- Written task:
Present the entries below as a numbered list, skipping any blank lines.

[Saved data entries]
-=-=-

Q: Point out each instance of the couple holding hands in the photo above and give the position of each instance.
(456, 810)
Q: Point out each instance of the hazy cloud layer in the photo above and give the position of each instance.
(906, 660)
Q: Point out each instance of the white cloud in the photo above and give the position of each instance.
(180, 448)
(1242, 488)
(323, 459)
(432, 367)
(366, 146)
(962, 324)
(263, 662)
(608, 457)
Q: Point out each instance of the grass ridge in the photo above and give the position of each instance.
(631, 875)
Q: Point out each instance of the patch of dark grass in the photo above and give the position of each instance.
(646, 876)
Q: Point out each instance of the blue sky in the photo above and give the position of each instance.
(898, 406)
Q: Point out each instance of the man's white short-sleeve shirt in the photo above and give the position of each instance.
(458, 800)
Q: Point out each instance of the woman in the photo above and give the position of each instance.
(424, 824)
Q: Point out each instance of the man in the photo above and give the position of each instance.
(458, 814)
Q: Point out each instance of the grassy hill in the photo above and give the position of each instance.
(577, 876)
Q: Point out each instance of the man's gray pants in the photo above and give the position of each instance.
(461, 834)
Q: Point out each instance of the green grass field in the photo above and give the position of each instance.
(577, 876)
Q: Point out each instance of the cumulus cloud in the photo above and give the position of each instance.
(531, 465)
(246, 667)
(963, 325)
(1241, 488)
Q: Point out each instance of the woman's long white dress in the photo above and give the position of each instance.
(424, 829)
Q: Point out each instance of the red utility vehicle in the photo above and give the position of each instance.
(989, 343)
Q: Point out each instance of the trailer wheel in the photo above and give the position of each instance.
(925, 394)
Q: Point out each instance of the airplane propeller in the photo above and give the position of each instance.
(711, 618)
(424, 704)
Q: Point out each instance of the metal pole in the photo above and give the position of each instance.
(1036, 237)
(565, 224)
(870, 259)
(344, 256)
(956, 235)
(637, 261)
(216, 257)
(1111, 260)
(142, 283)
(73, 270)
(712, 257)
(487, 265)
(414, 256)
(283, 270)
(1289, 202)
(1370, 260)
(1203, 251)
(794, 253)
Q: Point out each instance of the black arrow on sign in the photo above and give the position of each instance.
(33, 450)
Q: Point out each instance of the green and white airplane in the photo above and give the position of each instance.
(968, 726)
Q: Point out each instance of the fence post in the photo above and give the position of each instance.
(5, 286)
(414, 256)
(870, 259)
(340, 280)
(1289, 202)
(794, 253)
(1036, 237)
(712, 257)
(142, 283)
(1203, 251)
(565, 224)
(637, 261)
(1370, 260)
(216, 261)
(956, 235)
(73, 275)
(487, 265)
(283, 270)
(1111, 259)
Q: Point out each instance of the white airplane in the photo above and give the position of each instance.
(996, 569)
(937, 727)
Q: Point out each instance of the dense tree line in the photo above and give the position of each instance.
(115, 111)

-=-=-

- Correct result:
1. Q: Point out each instance of the couple holding hands in the photo above and give the position of each instance.
2. (456, 810)
3. Q: Point out each instance of the hazy cloud layer in the photo above and give the position of each instance.
4. (906, 660)
5. Q: Point out each instance of the white cloud in the photo above and give the position of each instance.
6. (180, 448)
7. (1242, 488)
8. (323, 459)
9. (432, 367)
10. (366, 146)
11. (962, 324)
12. (263, 662)
13. (608, 457)
14. Q: Point out each instance of the grass ridge in the photo above and give the position of each instance.
15. (631, 875)
16. Q: Point out each instance of the patch of dark grass in the photo above and give the position of each instance.
17. (646, 876)
18. Q: Point out each instance of the blue sky in the photo above and give the position of each instance.
19. (898, 406)
20. Q: Point out each instance of the man's white short-sleeve shirt in the photo above and give the position of each instance.
21. (458, 800)
22. Q: Point out each instance of the woman in the photo above and give the position of each instance.
23. (424, 824)
24. Q: Point out each instance of the man in the photo above and give the position of each instance.
25. (458, 814)
26. Q: Point out each instance of the grassy hill in the photo above and give the position of each instance.
27. (577, 876)
28. Q: Point out each instance of the man's gray pants in the photo above and give the position of each instance.
29. (461, 834)
30. Q: Point out each instance of the green grass field in the photo above and give the position of each instance.
31. (577, 876)
32. Q: Point out each instance of the cumulus cloud in the photo above and give the position of each instance.
33. (531, 465)
34. (246, 667)
35. (963, 325)
36. (1241, 488)
37. Q: Point out each instance of the woman's long white dress in the photo above and give the position of each instance.
38. (424, 829)
39. Q: Point out each instance of the red utility vehicle in the photo above and give the position of each instance.
40. (989, 343)
41. Q: Point out each instance of the trailer wheel in the photo above and give the position of each instance.
42. (925, 394)
43. Q: Point out each instance of the airplane propeller in the photo above and give the position of each instance.
44. (711, 618)
45. (424, 704)
46. Q: Point out each instance of the metal pole in the photo above and give the position of each instance.
47. (1036, 237)
48. (565, 224)
49. (870, 259)
50. (344, 256)
51. (956, 235)
52. (637, 261)
53. (216, 257)
54. (1111, 260)
55. (142, 283)
56. (73, 270)
57. (712, 257)
58. (487, 265)
59. (414, 256)
60. (283, 270)
61. (1289, 202)
62. (1370, 260)
63. (1203, 251)
64. (794, 253)
65. Q: Point out each instance of the black arrow on sign in the photo above and give the position of each instance.
66. (33, 450)
67. Q: Point out each instance of the green and white airplane in the photo above and give the position of each instance.
68. (968, 726)
69. Q: Point out each instance of the fence post in the photo above and give the position of each instance.
70. (5, 286)
71. (414, 256)
72. (870, 259)
73. (340, 280)
74. (1289, 202)
75. (794, 253)
76. (1036, 237)
77. (712, 257)
78. (142, 283)
79. (1203, 251)
80. (565, 224)
81. (637, 261)
82. (1370, 260)
83. (216, 261)
84. (956, 235)
85. (73, 275)
86. (487, 265)
87. (283, 270)
88. (1111, 259)
89. Q: Point out each instance of the white airplane in the photo above and give the position of each instance.
90. (996, 569)
91. (937, 727)
92. Q: Point out each instance of the dense tree line in the photo above and give the position of each instance.
93. (115, 111)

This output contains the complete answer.